▶ [Stated task] Repeat verbatim the lines of the data below, beginning with the line containing "of the green" and continuing to the end.

▶ [Records provided]
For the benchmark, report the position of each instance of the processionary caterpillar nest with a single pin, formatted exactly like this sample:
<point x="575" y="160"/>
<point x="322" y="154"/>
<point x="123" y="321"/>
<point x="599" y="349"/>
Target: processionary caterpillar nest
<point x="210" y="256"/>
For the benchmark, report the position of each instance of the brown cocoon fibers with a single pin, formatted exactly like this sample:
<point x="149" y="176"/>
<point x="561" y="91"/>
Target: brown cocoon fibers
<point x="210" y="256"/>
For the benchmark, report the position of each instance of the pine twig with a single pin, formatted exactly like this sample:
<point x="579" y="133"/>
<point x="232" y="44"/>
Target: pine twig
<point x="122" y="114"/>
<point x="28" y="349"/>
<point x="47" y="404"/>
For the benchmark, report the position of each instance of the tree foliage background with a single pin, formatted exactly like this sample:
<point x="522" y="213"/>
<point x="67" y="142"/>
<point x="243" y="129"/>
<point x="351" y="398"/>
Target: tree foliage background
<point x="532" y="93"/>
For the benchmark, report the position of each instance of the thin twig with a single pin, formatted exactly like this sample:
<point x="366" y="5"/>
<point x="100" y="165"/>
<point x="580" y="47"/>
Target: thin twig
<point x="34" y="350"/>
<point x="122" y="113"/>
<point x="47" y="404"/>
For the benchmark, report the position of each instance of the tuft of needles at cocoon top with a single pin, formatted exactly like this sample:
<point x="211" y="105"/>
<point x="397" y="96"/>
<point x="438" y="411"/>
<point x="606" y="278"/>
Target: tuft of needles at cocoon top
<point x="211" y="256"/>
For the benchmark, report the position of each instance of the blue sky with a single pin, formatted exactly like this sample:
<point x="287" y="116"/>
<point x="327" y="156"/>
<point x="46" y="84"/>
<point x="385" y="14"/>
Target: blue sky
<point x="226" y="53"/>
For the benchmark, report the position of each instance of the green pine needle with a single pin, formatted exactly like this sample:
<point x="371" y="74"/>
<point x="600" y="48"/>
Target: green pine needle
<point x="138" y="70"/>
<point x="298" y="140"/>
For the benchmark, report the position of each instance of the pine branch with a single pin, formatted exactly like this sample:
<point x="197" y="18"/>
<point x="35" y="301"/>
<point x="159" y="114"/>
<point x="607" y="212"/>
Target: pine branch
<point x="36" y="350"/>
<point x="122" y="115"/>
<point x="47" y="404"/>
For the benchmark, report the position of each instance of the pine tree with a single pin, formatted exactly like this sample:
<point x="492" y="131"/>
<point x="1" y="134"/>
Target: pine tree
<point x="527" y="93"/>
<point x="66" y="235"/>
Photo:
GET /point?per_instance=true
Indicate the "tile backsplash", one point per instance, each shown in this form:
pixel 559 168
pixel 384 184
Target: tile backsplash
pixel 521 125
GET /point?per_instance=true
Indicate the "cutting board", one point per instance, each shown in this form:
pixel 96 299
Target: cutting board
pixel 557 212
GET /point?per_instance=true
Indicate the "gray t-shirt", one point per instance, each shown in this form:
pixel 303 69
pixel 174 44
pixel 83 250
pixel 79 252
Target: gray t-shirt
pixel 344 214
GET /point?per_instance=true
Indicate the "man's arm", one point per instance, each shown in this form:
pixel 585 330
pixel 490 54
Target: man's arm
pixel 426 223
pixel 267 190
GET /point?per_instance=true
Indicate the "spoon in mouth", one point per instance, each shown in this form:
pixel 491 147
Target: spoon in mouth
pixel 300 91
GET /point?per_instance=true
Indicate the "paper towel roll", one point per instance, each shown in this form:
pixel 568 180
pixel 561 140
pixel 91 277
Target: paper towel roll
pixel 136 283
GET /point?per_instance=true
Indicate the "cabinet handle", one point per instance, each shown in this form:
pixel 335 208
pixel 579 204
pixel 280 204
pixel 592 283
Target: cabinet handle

▶ [Expected output]
For the benchmark, report the position of each instance of the green pine needle with a single pin, formatted exactly like this sample:
<point x="371" y="74"/>
<point x="600" y="48"/>
Target: green pine needle
<point x="138" y="70"/>
<point x="298" y="140"/>
For the benchmark, report the position of each instance of the pine branch with a single pin, formatted exactly like this sample:
<point x="197" y="18"/>
<point x="35" y="301"/>
<point x="159" y="114"/>
<point x="607" y="212"/>
Target: pine branch
<point x="36" y="350"/>
<point x="122" y="115"/>
<point x="47" y="404"/>
For the benchmark, report the position of each instance of the pine tree with a single pin, formatted exactly like this sample:
<point x="492" y="131"/>
<point x="1" y="134"/>
Target: pine tree
<point x="527" y="93"/>
<point x="66" y="235"/>
Photo:
GET /point?per_instance=true
Indicate the "tile backsplash", one point per instance, each shown in this form:
pixel 559 168
pixel 384 184
Target: tile backsplash
pixel 521 125
GET /point?per_instance=true
Indicate the "cutting board", one point per instance, each shown in this form:
pixel 96 299
Target: cutting board
pixel 557 212
GET /point?per_instance=true
Indicate the "gray t-shirt", one point per instance, each shown in this form:
pixel 303 69
pixel 174 44
pixel 83 250
pixel 79 252
Target: gray t-shirt
pixel 344 214
GET /point?per_instance=true
Indicate the "man's arm", one point per instance, each shown in this form:
pixel 585 330
pixel 490 54
Target: man's arm
pixel 426 223
pixel 267 190
GET /point?per_instance=true
Indicate the "spoon in mouth", one point per instance, each shown in this form:
pixel 491 147
Target: spoon in mouth
pixel 300 91
GET /point?per_instance=true
Indicate the "paper towel roll", one point per instance, each shown in this form:
pixel 568 180
pixel 561 140
pixel 91 277
Target: paper towel roll
pixel 136 283
GET /point?per_instance=true
Indicate the "cabinet handle", one point per instance, each shown in this form:
pixel 335 208
pixel 579 204
pixel 280 204
pixel 592 283
Target: cabinet handle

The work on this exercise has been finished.